▶ Supplied records
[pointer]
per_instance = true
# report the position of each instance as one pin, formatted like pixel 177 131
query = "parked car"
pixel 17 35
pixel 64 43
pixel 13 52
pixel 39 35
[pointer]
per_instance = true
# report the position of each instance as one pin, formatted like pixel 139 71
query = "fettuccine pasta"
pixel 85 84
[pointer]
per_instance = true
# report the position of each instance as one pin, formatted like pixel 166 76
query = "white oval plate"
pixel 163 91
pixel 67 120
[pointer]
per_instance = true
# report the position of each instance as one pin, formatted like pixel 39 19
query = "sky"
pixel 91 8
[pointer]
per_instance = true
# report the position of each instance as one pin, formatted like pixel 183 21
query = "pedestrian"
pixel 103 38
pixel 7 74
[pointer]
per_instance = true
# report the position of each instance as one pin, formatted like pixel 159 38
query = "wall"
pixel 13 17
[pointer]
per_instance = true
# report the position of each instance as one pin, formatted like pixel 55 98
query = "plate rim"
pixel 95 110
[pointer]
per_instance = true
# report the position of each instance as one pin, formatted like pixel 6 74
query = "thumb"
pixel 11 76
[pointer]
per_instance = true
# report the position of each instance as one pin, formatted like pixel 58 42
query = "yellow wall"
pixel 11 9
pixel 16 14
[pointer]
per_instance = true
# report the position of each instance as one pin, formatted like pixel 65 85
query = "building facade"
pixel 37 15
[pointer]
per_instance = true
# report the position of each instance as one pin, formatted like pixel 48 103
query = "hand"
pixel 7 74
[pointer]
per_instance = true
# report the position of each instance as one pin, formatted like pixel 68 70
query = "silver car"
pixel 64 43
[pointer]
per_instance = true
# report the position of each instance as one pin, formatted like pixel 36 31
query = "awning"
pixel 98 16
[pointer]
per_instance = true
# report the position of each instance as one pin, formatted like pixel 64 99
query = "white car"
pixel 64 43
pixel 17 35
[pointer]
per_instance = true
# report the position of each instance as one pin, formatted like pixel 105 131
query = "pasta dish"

▶ Task to complete
Rewrite the lines above, changing every "one pin" to "a single marker" and leaving everything else as it is.

▶ Expected answer
[pointer]
per_instance = true
# report the position of each instance as a single marker, formatted like pixel 177 131
query = "parked car"
pixel 17 35
pixel 64 43
pixel 13 52
pixel 39 35
[pointer]
per_instance = true
# report the position of each instance as a single marker, formatted like pixel 139 71
query = "fettuccine pasta"
pixel 85 84
[pointer]
per_instance = true
# report the position of each instance as a single marker, formatted like pixel 166 76
query = "white oval plate"
pixel 163 91
pixel 67 120
[pointer]
per_instance = true
# report the position of each instance as a single marker, formatted like pixel 39 19
query = "sky"
pixel 91 8
[pointer]
per_instance = true
# report the position of each instance as a single marker, formatted like pixel 183 21
query = "pedestrian"
pixel 103 38
pixel 7 74
[pointer]
per_instance = true
# report the position of each instance as a single marker, formatted like pixel 159 38
query = "wall"
pixel 13 17
[pointer]
per_instance = true
# report the position of each instance as a single marker, formatted like pixel 55 98
query = "plate rim"
pixel 95 110
[pointer]
per_instance = true
# report the position of each instance as a single marker, formatted like pixel 6 74
query = "thumb"
pixel 11 76
[pointer]
per_instance = true
# report the position of each instance as a single marker, formatted like pixel 58 42
query = "yellow wall"
pixel 11 9
pixel 16 14
[pointer]
per_instance = true
# report the position of each instance as a single marker, formatted like pixel 65 85
query = "building facade"
pixel 37 15
[pointer]
per_instance = true
# report the position of each instance as a single marker, formatted like pixel 48 103
query = "hand"
pixel 7 74
[pointer]
per_instance = true
# report the position of each instance as a single marker, formatted like pixel 68 70
query = "silver car"
pixel 64 43
[pointer]
per_instance = true
# report the position of each instance as a single marker, formatted like pixel 36 31
query = "awning"
pixel 98 16
[pointer]
per_instance = true
# report the position of each instance as a single marker, formatted like pixel 64 99
query = "white car"
pixel 64 43
pixel 17 35
[pointer]
per_instance = true
# report the position of each instance as a single marker, formatted like pixel 105 131
query = "pasta dish"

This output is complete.